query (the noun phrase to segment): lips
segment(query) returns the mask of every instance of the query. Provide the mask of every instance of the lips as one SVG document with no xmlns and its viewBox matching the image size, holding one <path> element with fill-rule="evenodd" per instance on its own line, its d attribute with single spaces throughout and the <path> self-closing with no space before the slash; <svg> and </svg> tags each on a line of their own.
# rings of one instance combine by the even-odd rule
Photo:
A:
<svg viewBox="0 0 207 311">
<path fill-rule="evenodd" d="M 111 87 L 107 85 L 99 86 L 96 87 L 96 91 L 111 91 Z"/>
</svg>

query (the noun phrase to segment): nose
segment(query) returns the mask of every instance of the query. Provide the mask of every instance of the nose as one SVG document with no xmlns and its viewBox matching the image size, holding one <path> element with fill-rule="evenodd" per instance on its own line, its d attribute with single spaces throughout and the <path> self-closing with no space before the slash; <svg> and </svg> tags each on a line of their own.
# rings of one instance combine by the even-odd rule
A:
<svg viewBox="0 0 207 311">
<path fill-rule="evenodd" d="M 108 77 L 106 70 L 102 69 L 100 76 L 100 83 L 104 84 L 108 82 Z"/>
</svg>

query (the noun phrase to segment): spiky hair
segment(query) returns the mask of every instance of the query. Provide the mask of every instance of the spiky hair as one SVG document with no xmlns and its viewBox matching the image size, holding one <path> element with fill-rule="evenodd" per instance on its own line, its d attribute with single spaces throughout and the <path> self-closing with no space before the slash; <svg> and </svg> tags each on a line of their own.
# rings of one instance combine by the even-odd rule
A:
# # # #
Can you copy all of the entries above line for line, with no changes?

query (the noun phrase to segment): lips
segment(query) returns the mask of every instance of the query. Provide the mask of every instance of the lips as one SVG document with no xmlns and its viewBox matching the image size, holding one <path> element with fill-rule="evenodd" per instance on its own line, its d attribute with single spaces throughout and the <path> self-closing with no space before the slash; <svg> and </svg> tags each on a line of their own.
# rings of one instance combine by the even-odd rule
Photo:
A:
<svg viewBox="0 0 207 311">
<path fill-rule="evenodd" d="M 111 87 L 107 85 L 99 86 L 96 87 L 96 91 L 111 91 Z"/>
</svg>

query (the noun phrase to segment): nose
segment(query) returns the mask of every instance of the query. Provide the mask of every instance of the nose as one SVG document with no xmlns and its viewBox matching the image size, holding one <path> element with fill-rule="evenodd" per instance on its own line, its d attribute with single spaces throughout and the <path> self-closing with no space before the slash; <svg> and </svg> tags each on a line of their own.
# rings of one instance combine by the even-odd rule
A:
<svg viewBox="0 0 207 311">
<path fill-rule="evenodd" d="M 108 77 L 106 70 L 102 69 L 100 76 L 100 83 L 104 84 L 108 82 Z"/>
</svg>

query (the noun phrase to segment): spiky hair
segment(query) returns the mask of every instance of the query. Provide the mask of every instance of the spiky hair as one SVG document with no xmlns and its viewBox matching the image size, holding one <path> element with fill-rule="evenodd" per instance on its own line, its d attribute with single spaces throughout and the <path> self-closing with no space before the slash; <svg> and </svg> tags each on a line of their own.
# rings of one instance combine by the even-odd rule
A:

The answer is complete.